··· Data lines ···
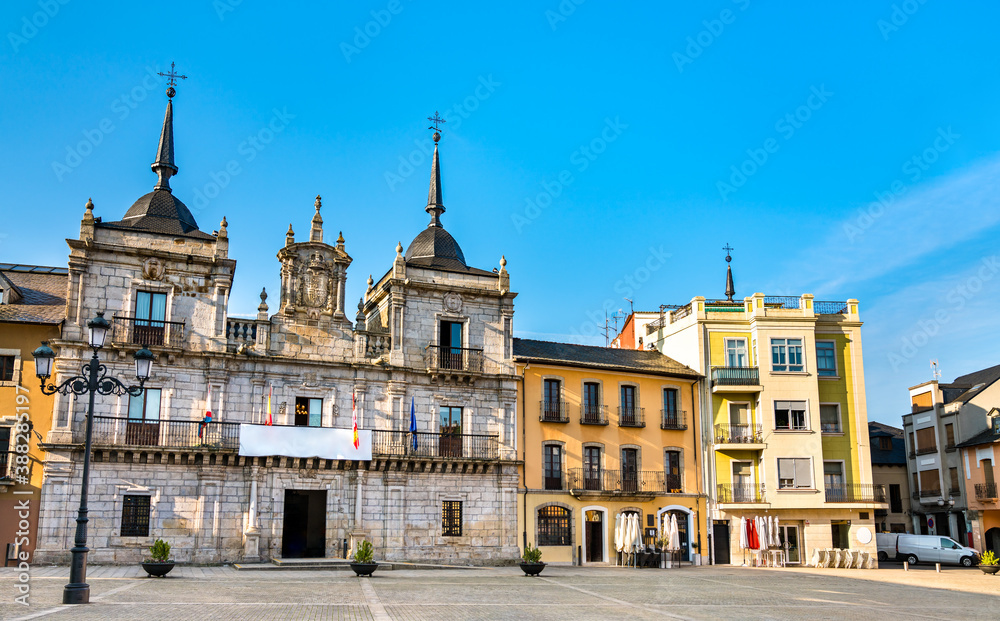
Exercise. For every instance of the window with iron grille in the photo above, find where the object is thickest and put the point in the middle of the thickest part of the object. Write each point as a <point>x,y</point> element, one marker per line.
<point>135,516</point>
<point>6,368</point>
<point>451,518</point>
<point>553,526</point>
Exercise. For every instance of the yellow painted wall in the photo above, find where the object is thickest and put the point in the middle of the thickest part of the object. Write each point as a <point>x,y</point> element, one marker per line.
<point>24,337</point>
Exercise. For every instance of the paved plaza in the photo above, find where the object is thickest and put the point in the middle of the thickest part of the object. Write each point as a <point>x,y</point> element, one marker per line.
<point>570,593</point>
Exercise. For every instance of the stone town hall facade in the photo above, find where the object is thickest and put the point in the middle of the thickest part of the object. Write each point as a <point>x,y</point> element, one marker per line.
<point>432,334</point>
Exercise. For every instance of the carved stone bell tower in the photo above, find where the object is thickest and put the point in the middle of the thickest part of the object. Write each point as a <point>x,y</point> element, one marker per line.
<point>313,276</point>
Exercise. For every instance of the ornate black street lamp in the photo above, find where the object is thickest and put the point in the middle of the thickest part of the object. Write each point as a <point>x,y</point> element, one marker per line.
<point>93,380</point>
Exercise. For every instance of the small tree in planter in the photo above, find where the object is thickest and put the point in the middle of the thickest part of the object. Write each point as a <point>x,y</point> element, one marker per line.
<point>531,561</point>
<point>363,562</point>
<point>988,562</point>
<point>159,564</point>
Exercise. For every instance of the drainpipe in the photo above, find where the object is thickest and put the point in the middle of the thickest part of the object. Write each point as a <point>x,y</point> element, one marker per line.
<point>697,449</point>
<point>524,459</point>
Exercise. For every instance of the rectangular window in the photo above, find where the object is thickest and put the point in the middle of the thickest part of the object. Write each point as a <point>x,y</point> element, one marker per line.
<point>736,353</point>
<point>451,518</point>
<point>135,516</point>
<point>833,475</point>
<point>794,473</point>
<point>7,368</point>
<point>553,467</point>
<point>553,526</point>
<point>786,355</point>
<point>829,418</point>
<point>895,498</point>
<point>308,412</point>
<point>551,398</point>
<point>790,415</point>
<point>930,482</point>
<point>672,470</point>
<point>826,359</point>
<point>926,442</point>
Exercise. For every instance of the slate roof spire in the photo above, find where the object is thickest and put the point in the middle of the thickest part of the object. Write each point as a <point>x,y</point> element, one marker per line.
<point>730,288</point>
<point>164,166</point>
<point>434,205</point>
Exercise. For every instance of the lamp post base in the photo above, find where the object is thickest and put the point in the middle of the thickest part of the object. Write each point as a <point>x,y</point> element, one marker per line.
<point>76,593</point>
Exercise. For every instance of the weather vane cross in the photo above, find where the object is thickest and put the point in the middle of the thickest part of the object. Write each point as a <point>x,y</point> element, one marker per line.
<point>436,120</point>
<point>171,79</point>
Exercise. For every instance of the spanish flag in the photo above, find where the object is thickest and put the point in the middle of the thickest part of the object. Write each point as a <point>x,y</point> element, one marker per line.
<point>354,417</point>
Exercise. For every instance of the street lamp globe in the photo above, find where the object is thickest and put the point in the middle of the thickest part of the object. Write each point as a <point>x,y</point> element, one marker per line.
···
### Exercise objective
Copy every line of the listing above word for word, leaving out the pictures.

### Output for this exercise
Exercise. For every instance of the window with iron grille in the photo above, find where the object is thickest and put the point in the middle of the thickest part of the object. Write each point as a <point>x,y</point> element, one marker per line.
<point>135,516</point>
<point>6,368</point>
<point>451,518</point>
<point>553,526</point>
Exercise. For every instance of the yellow painted wall in the photo above, find where the object is thickest and put the point in the middle of the thickest part of the object. Write each point as a <point>x,y</point> element, one marker per line.
<point>24,337</point>
Exercise. For every instance of the paved plaza in the photo above, find where the object is thickest and put the point in the middle of the thickest part of the object. Write each point as a <point>x,y</point> element, one marker per line.
<point>570,593</point>
Exercise. For every instance of the stone town hall facade in the photo above, find where the object is thickest and put the point in the middle of the thickest part of the object. Write each point as a <point>x,y</point> element, one marker per line.
<point>432,334</point>
Exercise. For every instance of the carved stone bell tower in the photo above, find where the object is thickest and put the point in the middle of the thickest part of the object. Write each point as a <point>x,y</point> element, one marker per line.
<point>313,276</point>
Exercise. For every instance of the ornate black street lamp in the photo above, find where the object is thickest and put the point in the middle of the thickest part of the object. Write each point as a <point>x,y</point> element, one marker per line.
<point>93,380</point>
Exercise. For every instance of the small tree in planter in the photo above, find where the object is thickest and put the point in the middle of the thickest part of the object. Write each point as a <point>x,y</point> element, one marker per line.
<point>531,561</point>
<point>363,562</point>
<point>988,562</point>
<point>159,564</point>
Exercise. For every instance of the drainpipe in the photo above, find where the object is thickest and put the point in the middle of the thickest part of the object. Write each point as a <point>x,y</point> element, one marker per line.
<point>697,449</point>
<point>524,459</point>
Exercise. For every instance of the rectangular window in the photo above, find where the object is thickest and put the point in the middle of the thickest part of the object. Write each point as a <point>x,y</point> element, one marker per line.
<point>736,353</point>
<point>451,518</point>
<point>135,516</point>
<point>833,475</point>
<point>794,473</point>
<point>7,368</point>
<point>553,467</point>
<point>553,526</point>
<point>786,355</point>
<point>829,418</point>
<point>895,498</point>
<point>308,412</point>
<point>551,398</point>
<point>790,415</point>
<point>930,482</point>
<point>672,470</point>
<point>826,359</point>
<point>926,442</point>
Exercise. For every instance of the slate roof spire in the photo above, find where the object is thickest and put the point in the middle of the thickest part of the object. Write each point as a <point>x,y</point> element, one marker per line.
<point>730,288</point>
<point>164,166</point>
<point>434,205</point>
Exercise. For every instance of the lamp post base in the photo above, find where the object is thickest and put the point in the middle of the thickest part of the object. Write each point as a <point>x,y</point> element, one marker per line.
<point>76,593</point>
Exercise. For every instance of the weather vane cross in the photo above, find where the object is thickest and put the point in the middle of the thickest part of the object. Write each point as a <point>x,y</point> element, one marker per line.
<point>436,120</point>
<point>171,79</point>
Exercise. For every instance of the spanish flag in the photo above, find where the object is thickest and put the point in the middle of the thickest part of the object. Write each point as a <point>x,y</point> element, one marker per line.
<point>354,417</point>
Exercise. For every instance of the street lamp globe in the photo above, find where the object is thickest and put the point in the middle of the thickest part of the object. Write each point as a <point>x,y</point> element, one marker per line.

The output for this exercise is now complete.